- _EXERCISE_
Please reproduce the entries exactly as they appear below, but not the pictures.

- _AVAILABLE DATA_

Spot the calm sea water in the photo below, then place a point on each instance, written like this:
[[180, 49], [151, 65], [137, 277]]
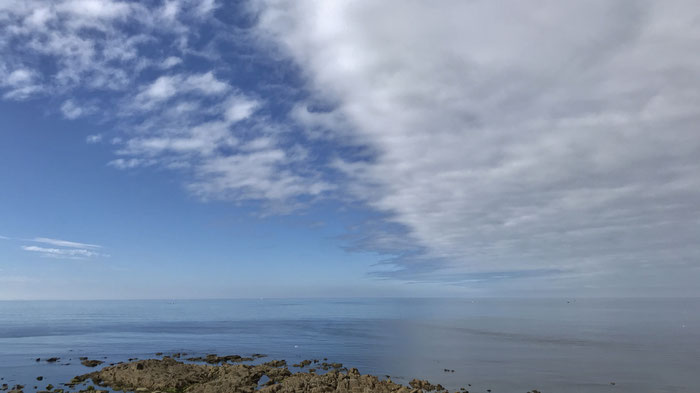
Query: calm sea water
[[506, 345]]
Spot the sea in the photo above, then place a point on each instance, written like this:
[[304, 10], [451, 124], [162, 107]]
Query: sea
[[496, 345]]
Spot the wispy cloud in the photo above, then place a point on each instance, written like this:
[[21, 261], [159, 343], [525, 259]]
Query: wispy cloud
[[63, 243], [69, 253], [167, 116], [513, 147]]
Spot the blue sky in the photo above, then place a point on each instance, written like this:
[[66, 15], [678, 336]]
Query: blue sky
[[198, 148]]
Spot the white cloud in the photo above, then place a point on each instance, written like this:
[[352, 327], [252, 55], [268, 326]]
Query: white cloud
[[69, 253], [169, 86], [171, 62], [510, 136], [240, 108], [67, 250], [71, 110], [63, 243], [92, 139]]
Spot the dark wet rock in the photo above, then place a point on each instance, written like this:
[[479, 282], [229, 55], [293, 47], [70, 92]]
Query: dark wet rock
[[276, 363], [171, 376], [302, 364], [422, 384], [215, 359], [91, 363]]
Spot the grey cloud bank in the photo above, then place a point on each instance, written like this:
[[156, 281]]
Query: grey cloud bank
[[553, 141], [510, 145]]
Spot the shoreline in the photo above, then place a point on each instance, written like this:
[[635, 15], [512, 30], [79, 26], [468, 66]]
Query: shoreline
[[212, 373]]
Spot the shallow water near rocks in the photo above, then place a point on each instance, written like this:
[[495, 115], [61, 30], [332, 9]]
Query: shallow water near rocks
[[506, 345]]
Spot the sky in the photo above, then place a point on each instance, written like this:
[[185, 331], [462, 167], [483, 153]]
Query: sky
[[279, 148]]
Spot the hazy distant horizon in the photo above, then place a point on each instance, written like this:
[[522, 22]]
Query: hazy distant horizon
[[279, 148]]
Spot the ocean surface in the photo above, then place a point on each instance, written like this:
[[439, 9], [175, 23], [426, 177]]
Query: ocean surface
[[506, 345]]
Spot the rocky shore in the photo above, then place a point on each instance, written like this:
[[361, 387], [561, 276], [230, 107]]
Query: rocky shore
[[226, 374]]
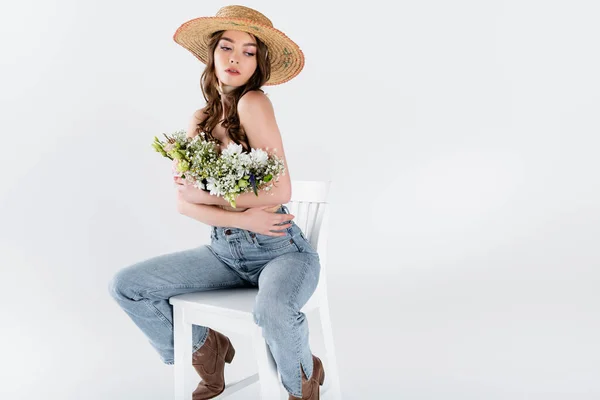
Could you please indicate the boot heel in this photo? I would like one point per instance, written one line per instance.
(230, 353)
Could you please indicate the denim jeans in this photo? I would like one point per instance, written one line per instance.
(285, 269)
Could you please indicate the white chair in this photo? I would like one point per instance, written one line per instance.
(231, 310)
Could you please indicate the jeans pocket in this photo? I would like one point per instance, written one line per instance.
(267, 242)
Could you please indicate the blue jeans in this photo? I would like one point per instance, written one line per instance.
(285, 269)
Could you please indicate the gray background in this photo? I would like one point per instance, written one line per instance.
(461, 138)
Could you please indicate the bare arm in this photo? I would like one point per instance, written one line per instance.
(258, 118)
(210, 215)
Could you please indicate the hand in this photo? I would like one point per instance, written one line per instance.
(258, 220)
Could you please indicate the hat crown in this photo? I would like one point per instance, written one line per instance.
(241, 12)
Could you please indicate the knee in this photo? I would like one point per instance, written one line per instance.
(120, 285)
(272, 313)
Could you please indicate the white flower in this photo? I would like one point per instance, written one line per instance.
(232, 149)
(259, 156)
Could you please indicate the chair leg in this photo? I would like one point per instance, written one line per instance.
(183, 353)
(267, 369)
(333, 391)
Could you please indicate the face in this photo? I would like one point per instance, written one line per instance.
(236, 50)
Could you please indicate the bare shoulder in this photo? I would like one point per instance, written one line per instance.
(252, 102)
(197, 118)
(258, 119)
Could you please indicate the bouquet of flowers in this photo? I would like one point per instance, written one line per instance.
(228, 173)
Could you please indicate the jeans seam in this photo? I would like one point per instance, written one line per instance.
(292, 300)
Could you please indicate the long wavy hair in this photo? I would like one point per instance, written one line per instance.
(214, 106)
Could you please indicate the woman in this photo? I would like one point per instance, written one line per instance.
(255, 244)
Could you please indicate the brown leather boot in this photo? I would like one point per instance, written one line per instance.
(310, 387)
(209, 361)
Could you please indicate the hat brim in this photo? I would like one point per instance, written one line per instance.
(287, 60)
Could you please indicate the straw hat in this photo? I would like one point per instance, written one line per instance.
(287, 60)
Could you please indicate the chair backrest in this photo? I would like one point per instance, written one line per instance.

- _YOUR SOLUTION_
Spot the calm sea water in the photo below, then place a point on each instance, written like this:
[[180, 49], [151, 65], [137, 277]]
Query: calm sea water
[[506, 345]]
Spot the sea in the photo above, then place a point on each instance, written like this:
[[304, 10], [451, 124], [162, 107]]
Query: sea
[[496, 345]]
Spot the wispy cloud in the photo above, then place a point on each instance, written like this:
[[21, 261], [159, 343], [525, 259]]
Query: wispy cloud
[[63, 243], [69, 253], [167, 116], [513, 147]]
Spot the blue sky in the photo above, then place a point on each instance, written like this:
[[66, 15], [678, 336]]
Query: blue sky
[[198, 148]]
Spot the white cloud in the photo above, then place a point on each instance, written like this:
[[352, 327], [252, 55], [268, 326]]
Query: white cloud
[[69, 253], [169, 86], [171, 62], [510, 136], [240, 108], [67, 250], [71, 110], [63, 243], [92, 139]]
Spot the dark wet rock in the photo above, then place a point on each instance, written like this:
[[479, 282], [229, 55], [293, 47], [70, 92]]
Query: dark wet rock
[[276, 363], [171, 376], [302, 364], [422, 384], [215, 359], [91, 363]]
Spot the grey cloud bank in the photo above, then place a point on each instance, written like this:
[[156, 281]]
Query: grey cloud bank
[[553, 141], [510, 145]]
Spot the shoreline in the photo above, then place a point on each instance, written like this:
[[635, 15], [512, 30], [79, 26], [468, 66]]
Query: shoreline
[[212, 373]]
Spot the shallow water near rocks in the photo above, then place a point on each instance, written like this:
[[495, 115], [61, 30], [332, 9]]
Query: shallow water near rocks
[[506, 345]]
Spot the sky in the photo above, then place a point on each instance, written like this:
[[185, 331], [462, 167], [483, 153]]
Query: sky
[[279, 148]]
Spot the hazy distant horizon in the photo above, then place a point on each instance, written like this:
[[522, 22]]
Query: hazy distant horizon
[[279, 148]]
Spot the ocean surface in the photo above, then place a point on each instance, written like this:
[[439, 9], [175, 23], [426, 177]]
Query: ocean surface
[[506, 345]]
Spot the rocky shore in the photo above, then place a point on each instance, written like this:
[[361, 387], [561, 276], [230, 107]]
Query: rocky shore
[[226, 374]]
Could you please indicate the boot heel in this photo? I would like one point per instance, written one line per instance.
(230, 353)
Could you please indicate the denim jeans in this photo? I would like one point per instance, written one line per instance.
(285, 269)
Could you please indicate the white chair in this photo? I would like one point per instance, written one line per instance.
(231, 310)
Could you please indicate the jeans pocket in this photo? I would like one point per instance, written one line per instance.
(267, 242)
Could you please indicate the blue jeans in this photo? I would like one point per instance, written one line per instance.
(285, 269)
Could you please indicate the gray background in this photo? I would like one point per instance, written one line per instance.
(461, 138)
Could you please indicate the bare arm in this photo? I would like one point per instance, written one line per instance.
(258, 118)
(210, 215)
Could you please indicate the hand in this photo? I would like one point per instance, written one line per instance.
(258, 220)
Could you please indicate the hat crown in this photo? I would like one point per instance, written one line per instance.
(241, 12)
Could you please indicate the knee in this photo? I would like one point per instance, written one line per instance.
(120, 285)
(272, 313)
Could you please indicate the white flower in this photo? I would like one point per instance, written one line per instance.
(232, 149)
(259, 156)
Could you please indicate the chair leg in this photo? I would like one point per instance, written one line per instance.
(183, 353)
(267, 369)
(333, 391)
Could you please indicate the face in this photo? I would like one point per instance, written one line per instance.
(236, 50)
Could you please indicate the bare shoulder in this photo? I would like one point per instance, written one line per instance.
(252, 102)
(197, 118)
(258, 119)
Could you please indicate the bouquet of flowers in this photo? I would like one point per instance, written one line per instance.
(228, 173)
Could you please indicate the jeans seam in this photo? I would like one point per instance, written one line per instance.
(292, 300)
Could you please indicate the long wavy hair in this photo? I would like one point per instance, written one line per instance.
(214, 106)
Could you please indicate the woman in this photo? I would like one point per instance, written one line per instance.
(255, 244)
Could you please indicate the brown leather boot in this photo? I would like one point per instance, written one line per instance.
(310, 387)
(209, 361)
Could you please indicate the hat brim in this photo? I would like one point per instance, written one line per instance.
(287, 60)
Could you please indicate the straw hat in this photo? I would like one point per instance, written one line per instance.
(287, 60)
Could you please indicate the chair backrest in this photo? I would like one point per instance, written one line per instance.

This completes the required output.